» **YOUR OBJECTIVE**
After finding the line containing "Tag the white" below, please output that line and each following one through the line containing "Tag the utility", exactly as written.

+ + + + + + +

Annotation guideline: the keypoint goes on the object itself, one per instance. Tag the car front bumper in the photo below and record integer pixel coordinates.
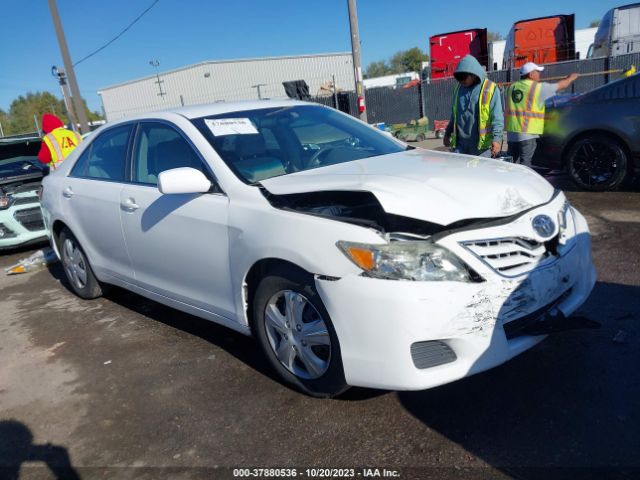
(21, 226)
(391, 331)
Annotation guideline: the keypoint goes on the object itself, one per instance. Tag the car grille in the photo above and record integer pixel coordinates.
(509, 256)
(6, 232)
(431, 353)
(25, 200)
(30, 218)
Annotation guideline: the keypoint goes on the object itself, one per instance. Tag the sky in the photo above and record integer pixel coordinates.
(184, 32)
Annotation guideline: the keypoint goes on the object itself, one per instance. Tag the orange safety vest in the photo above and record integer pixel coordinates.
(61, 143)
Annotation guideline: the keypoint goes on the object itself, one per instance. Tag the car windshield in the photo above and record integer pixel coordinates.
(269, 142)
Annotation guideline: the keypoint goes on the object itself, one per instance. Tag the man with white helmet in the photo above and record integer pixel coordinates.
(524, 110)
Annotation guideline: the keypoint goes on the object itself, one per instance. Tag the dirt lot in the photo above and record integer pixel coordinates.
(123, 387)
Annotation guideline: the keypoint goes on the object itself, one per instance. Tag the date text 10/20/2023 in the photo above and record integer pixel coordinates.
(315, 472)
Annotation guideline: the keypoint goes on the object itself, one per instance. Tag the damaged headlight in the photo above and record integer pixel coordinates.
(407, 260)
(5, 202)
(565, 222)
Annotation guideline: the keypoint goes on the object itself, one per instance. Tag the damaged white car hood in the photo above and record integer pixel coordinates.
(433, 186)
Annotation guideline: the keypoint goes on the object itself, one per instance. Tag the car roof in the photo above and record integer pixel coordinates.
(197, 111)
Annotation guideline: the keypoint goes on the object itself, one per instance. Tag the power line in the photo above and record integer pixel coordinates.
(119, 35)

+ + + + + + +

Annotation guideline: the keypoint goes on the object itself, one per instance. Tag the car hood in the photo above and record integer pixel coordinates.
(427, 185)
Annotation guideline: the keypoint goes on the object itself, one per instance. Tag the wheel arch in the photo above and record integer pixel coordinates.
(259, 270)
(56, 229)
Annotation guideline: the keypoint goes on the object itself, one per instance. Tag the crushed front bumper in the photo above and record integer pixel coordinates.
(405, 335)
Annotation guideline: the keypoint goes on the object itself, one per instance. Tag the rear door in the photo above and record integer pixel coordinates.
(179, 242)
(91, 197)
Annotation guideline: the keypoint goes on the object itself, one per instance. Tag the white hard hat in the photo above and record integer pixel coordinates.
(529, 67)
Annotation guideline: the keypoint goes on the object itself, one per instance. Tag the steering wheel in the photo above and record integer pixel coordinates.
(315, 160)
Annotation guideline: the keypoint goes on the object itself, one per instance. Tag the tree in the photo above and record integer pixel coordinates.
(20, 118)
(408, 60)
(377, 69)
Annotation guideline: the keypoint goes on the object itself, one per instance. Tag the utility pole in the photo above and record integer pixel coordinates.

+ + + + + + +

» **RESULT FOR THIS EXERCISE**
Annotation guideline: the keypoint goes on the object itself, one per instance. Tag the white hard hat in the photo above and record integer pixel coordinates.
(529, 67)
Annotation guideline: the keypoint goes on the object itself, one per instance. Tag the steering wheel in the photo above and record integer pixel coordinates.
(315, 160)
Annotation guideline: the keypoint goes on the object itself, one per instance. Tag the tree in the photo above and record integer pixel coordinates.
(20, 118)
(408, 60)
(377, 69)
Annotation guideline: the keypoint goes on the object itself, one per instance. Tag the utility pole in the photo above and record integer pixel coordinates.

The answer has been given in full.